** PROVIDED TEXT **
★ ★ ★
All posts by Nate Dye

Selecting Service Endpoints for Reliability and Performance

Post Syndicated from Nate Dye original https://aws.amazon.com/blogs/architecture/selecting-service-endpoints-for-reliability-and-performance/

Choose Your Route Wisely

Much like a roadway, the Internet is subject to congestion and blockage that cause slowdowns and at worst prevent packets from arriving at their destination. Like too many cars jamming themselves onto a highway, too much data over a route on the Internet results in slowdowns. Transatlantic cable breaks have much the same effect as road construction, resulting in detours and further congestion and may prevent access to certain sites altogether. Services with multiple points of presence paired with either smart clients or service-side routing logic improve performance and reliability by ensuring your viewers have access to alternative routes when roadways are blocked. This blog post provides you with an overview of service side and client side designs that can improve the reliability and performance of your Internet-facing services.
★ ★ ★
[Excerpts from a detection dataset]
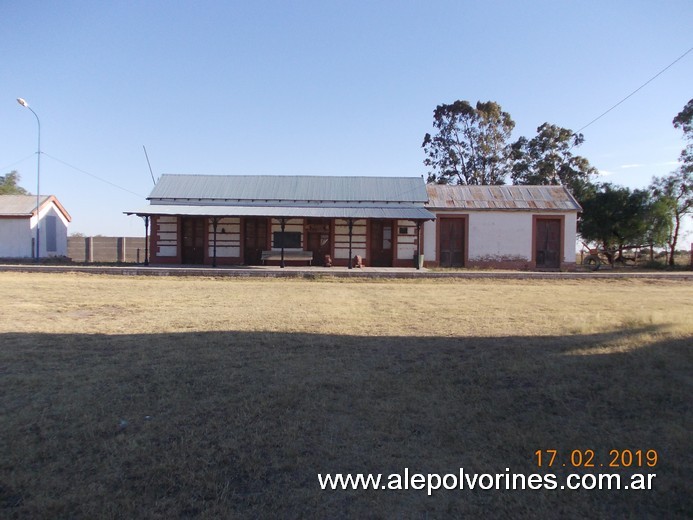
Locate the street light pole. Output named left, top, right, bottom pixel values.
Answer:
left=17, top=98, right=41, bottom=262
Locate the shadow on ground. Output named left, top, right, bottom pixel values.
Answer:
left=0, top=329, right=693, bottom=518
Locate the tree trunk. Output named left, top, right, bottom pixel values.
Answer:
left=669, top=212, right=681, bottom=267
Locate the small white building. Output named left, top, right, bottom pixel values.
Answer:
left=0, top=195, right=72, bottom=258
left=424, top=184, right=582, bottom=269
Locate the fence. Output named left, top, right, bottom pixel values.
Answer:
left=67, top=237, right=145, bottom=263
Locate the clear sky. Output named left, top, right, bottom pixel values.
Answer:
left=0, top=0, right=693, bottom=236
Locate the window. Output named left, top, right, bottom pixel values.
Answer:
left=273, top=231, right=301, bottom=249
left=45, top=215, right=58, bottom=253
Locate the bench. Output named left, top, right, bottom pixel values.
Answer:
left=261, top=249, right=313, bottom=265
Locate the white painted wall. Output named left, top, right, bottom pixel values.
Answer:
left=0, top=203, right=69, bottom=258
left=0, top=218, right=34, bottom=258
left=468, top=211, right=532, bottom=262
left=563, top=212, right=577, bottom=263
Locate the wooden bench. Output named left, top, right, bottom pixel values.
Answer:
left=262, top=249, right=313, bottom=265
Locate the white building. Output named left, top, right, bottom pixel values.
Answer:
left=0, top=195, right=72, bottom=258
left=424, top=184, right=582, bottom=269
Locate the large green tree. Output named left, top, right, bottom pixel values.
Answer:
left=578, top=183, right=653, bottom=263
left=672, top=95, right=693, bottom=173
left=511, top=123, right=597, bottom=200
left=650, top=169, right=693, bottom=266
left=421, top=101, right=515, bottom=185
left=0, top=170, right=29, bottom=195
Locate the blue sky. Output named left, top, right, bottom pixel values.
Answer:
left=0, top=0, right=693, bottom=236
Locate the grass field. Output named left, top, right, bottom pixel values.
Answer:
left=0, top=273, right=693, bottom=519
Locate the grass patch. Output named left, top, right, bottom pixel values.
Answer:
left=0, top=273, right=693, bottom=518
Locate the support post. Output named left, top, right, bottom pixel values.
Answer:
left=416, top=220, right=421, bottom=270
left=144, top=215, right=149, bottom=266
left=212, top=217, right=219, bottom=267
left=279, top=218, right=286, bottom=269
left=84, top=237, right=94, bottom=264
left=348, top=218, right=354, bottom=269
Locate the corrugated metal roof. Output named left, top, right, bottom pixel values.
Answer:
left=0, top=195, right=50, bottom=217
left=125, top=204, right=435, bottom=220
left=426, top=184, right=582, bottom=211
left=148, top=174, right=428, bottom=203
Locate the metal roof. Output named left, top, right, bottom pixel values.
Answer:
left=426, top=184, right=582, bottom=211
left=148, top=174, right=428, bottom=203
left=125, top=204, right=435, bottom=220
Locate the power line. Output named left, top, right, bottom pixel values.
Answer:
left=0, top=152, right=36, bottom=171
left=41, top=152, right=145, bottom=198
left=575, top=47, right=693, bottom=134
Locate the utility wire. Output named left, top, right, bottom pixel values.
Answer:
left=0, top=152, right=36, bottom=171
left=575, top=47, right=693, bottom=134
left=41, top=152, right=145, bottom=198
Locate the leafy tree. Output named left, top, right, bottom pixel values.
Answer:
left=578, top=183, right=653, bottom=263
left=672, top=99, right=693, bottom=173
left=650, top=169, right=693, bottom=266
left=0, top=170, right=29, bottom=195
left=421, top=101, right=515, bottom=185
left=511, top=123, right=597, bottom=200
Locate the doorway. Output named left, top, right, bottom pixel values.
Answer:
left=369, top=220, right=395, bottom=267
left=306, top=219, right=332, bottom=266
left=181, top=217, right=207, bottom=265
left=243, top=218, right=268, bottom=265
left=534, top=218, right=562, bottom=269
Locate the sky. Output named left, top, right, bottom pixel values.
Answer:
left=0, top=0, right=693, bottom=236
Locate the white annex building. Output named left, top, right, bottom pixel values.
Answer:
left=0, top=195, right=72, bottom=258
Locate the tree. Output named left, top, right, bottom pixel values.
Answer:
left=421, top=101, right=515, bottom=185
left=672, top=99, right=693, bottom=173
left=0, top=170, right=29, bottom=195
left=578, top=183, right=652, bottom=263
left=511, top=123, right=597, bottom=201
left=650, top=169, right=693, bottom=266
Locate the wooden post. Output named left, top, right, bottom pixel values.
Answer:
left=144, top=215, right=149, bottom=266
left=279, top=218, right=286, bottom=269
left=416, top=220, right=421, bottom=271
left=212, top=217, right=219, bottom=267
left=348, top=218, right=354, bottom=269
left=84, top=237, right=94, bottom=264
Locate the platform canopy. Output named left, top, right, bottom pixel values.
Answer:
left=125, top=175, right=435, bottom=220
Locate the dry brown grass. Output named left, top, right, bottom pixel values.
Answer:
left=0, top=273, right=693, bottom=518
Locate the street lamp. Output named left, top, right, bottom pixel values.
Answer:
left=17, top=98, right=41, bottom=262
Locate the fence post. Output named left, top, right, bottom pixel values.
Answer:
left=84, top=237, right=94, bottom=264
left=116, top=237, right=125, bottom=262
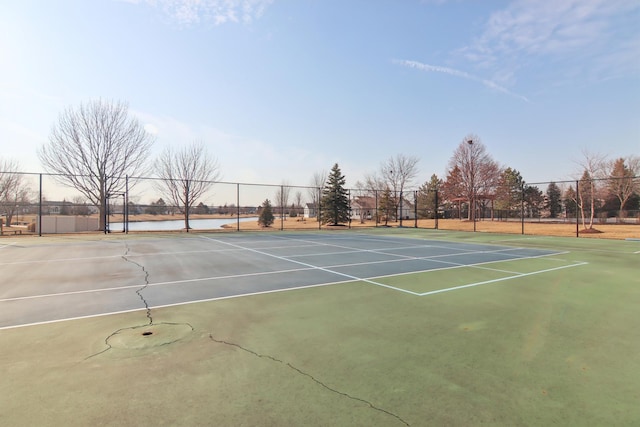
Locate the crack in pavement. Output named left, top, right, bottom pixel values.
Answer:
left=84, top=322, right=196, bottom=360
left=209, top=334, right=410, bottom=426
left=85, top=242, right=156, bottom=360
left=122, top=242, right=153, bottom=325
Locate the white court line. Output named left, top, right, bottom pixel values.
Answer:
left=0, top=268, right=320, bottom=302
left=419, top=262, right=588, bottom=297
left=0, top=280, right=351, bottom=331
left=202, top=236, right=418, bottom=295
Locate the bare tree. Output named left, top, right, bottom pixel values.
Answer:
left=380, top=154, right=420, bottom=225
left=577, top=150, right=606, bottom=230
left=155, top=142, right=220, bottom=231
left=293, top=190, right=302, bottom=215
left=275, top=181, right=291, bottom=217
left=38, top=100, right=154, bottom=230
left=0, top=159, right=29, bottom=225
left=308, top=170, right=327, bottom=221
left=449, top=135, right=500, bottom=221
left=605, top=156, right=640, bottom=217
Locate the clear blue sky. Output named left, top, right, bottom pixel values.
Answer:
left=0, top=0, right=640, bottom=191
★ ★ ★
** WORK INSTRUCTIONS **
A) Return the passage of the post on service endpoints word for word, starting with "Choose Your Route" and going on through "your Internet-facing services.".
B) Please resume the post on service endpoints, picking up right after its last sentence.
You won't need the records for anything here.

** RESULTS FOR THE EXERCISE **
A)
Choose Your Route Wisely

Much like a roadway, the Internet is subject to congestion and blockage that cause slowdowns and at worst prevent packets from arriving at their destination. Like too many cars jamming themselves onto a highway, too much data over a route on the Internet results in slowdowns. Transatlantic cable breaks have much the same effect as road construction, resulting in detours and further congestion and may prevent access to certain sites altogether. Services with multiple points of presence paired with either smart clients or service-side routing logic improve performance and reliability by ensuring your viewers have access to alternative routes when roadways are blocked. This blog post provides you with an overview of service side and client side designs that can improve the reliability and performance of your Internet-facing services.

B)
In order to understand how smart routing can increase performance, we must first understand why Internet downloads take time. To extend our roadway analogy, imagine we need to drive to the hardware to obtain supplies. If we can get our supplies in one trip and it takes 10 minutes to drive one way, it takes 20 minutes to get the supplies and return to the house project. (For sake of simplicity we’ll exclude the time involved with finding a parking spot, wandering aimlessly around the store in search of the right parts, and loading up materials.) Much of the time is taken up by driving the 5 km across multiples types of roadways to the hardware store.

Packets on the Internet must also transit physical distance and many links to reach their destination. A traceroute from my home network to my website hosted in eu-west-1 traverse 20 different links. It takes time for a packet to traverse the physical distance between each of these nodes. Traveling at a speed of 200,000 km/sec my packets travel from Seattle to Dublin and back in 170 ms.

Unlike roadways, when congestion occurs on Internet paths routers discard packets. Discarded packets result in retransmits by the sender adding additional round trips to the overall download. The additional round trips result in a slower download. Just as multiple trips to the hardware store results in more time spent driving and less time building.

To reduce the time of a round trip, a packet needs to travel a shorter physical distance. To avoid packet loss and additional round trips, a packet needs to avoid broken or congested routes. Performance and reliability of an Internet-facing service are improved by using the shortest physical path between the service and the client and by minimizing the number of round trips for data transfer.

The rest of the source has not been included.